--- EXERCISE MATERIAL Enclosed Below ---

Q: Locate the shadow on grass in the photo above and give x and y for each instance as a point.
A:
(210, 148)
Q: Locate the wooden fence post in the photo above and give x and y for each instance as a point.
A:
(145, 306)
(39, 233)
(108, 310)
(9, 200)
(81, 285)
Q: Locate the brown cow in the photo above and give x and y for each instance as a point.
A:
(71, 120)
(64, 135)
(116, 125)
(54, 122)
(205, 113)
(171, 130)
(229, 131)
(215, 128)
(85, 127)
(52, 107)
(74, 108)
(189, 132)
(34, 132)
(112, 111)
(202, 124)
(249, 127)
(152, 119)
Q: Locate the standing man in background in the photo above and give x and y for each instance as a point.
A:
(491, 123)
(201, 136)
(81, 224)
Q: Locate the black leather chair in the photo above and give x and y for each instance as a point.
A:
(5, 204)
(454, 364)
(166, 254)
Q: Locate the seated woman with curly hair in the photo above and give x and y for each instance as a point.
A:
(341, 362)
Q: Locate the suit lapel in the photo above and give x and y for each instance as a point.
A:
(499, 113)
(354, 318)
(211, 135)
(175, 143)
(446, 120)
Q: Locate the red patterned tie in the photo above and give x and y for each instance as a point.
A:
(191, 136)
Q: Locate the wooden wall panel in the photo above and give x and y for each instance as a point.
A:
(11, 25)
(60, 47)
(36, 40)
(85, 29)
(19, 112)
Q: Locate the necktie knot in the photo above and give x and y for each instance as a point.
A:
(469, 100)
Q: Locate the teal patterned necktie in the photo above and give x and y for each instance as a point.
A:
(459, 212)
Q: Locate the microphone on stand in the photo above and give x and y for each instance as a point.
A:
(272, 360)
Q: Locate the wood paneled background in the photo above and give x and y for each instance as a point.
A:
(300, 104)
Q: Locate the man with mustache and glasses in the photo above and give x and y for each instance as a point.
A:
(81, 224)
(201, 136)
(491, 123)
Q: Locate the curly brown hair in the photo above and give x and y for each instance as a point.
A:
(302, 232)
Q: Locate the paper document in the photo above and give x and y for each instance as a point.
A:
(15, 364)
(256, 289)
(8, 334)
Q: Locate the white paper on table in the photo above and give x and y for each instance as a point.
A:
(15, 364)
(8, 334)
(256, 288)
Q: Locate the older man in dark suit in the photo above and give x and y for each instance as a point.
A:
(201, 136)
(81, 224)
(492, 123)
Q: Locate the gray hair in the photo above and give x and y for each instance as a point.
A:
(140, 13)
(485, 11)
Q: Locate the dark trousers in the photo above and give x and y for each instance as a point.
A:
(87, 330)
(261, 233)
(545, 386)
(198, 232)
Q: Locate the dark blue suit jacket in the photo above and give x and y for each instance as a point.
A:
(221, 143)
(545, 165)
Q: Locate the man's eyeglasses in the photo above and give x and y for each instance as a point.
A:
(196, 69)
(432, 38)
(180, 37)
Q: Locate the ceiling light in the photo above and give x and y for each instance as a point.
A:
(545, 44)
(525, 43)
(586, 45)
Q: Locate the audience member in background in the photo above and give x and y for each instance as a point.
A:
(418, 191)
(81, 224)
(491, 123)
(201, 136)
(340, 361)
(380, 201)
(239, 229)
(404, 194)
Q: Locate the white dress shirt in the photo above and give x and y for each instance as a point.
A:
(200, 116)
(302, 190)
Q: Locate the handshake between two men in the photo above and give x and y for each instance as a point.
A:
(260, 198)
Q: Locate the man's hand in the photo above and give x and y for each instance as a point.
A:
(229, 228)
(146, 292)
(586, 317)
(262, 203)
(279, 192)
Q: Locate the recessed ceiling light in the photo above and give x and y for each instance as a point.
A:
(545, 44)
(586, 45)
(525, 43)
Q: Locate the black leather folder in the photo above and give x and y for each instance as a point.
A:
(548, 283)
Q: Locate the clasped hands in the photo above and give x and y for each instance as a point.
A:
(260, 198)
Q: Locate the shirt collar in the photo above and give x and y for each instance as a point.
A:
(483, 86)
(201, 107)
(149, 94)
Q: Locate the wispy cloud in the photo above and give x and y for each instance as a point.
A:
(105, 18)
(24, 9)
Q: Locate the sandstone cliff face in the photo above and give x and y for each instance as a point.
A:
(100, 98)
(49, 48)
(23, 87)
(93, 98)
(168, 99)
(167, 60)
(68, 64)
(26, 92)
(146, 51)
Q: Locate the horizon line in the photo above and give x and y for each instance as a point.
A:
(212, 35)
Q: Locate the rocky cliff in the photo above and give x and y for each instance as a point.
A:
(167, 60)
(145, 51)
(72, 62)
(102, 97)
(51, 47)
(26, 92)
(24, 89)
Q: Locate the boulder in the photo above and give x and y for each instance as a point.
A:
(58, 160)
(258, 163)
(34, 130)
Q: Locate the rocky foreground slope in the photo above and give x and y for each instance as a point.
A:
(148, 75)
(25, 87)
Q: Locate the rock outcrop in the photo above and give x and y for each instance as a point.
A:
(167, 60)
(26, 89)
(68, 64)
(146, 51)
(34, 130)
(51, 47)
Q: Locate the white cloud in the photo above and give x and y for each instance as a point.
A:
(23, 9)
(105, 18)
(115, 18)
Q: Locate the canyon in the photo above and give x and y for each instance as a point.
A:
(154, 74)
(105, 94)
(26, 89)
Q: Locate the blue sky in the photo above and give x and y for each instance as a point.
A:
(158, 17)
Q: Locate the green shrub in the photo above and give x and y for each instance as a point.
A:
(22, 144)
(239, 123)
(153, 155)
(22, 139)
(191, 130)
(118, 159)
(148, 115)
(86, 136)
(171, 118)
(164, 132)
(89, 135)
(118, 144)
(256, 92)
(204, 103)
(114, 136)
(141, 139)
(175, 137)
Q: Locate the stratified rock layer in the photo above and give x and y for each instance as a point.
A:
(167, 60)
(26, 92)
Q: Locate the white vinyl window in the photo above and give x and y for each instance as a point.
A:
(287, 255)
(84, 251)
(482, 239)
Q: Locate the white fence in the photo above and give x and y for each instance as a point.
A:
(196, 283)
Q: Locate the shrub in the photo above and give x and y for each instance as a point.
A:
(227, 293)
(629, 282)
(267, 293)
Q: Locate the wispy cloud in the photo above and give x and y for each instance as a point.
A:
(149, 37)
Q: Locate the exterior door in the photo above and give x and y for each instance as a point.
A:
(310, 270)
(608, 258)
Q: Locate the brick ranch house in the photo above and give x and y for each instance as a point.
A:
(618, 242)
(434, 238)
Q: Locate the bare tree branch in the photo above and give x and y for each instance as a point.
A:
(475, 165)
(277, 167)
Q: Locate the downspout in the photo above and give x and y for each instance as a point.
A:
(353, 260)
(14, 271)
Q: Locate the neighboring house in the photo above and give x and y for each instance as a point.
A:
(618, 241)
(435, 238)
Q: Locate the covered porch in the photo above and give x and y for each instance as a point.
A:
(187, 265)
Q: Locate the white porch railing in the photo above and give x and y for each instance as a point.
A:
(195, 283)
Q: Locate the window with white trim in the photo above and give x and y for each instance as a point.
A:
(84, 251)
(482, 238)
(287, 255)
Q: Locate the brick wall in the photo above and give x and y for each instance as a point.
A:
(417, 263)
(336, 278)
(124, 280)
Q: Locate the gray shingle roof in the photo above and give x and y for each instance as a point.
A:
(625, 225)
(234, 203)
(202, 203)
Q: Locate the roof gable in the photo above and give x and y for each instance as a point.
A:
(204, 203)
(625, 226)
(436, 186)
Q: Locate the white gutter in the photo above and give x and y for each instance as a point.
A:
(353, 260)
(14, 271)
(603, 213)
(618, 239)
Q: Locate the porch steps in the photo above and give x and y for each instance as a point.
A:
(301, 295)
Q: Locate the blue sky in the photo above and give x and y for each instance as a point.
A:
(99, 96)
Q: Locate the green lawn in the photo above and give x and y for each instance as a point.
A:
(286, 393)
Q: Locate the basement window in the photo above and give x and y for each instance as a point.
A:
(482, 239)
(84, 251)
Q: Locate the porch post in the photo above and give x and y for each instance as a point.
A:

--- End of Enclosed EXERCISE MATERIAL ---

Collect every line above that contains the word "window".

Q: Locate the white vinyl window in the photo above and give x and y for each instance as a point.
Q: Locate the window with white trim in the photo above and give x and y for each instance as a point.
Q: Locate the basement window in the photo above and give x and y for each instance as a point.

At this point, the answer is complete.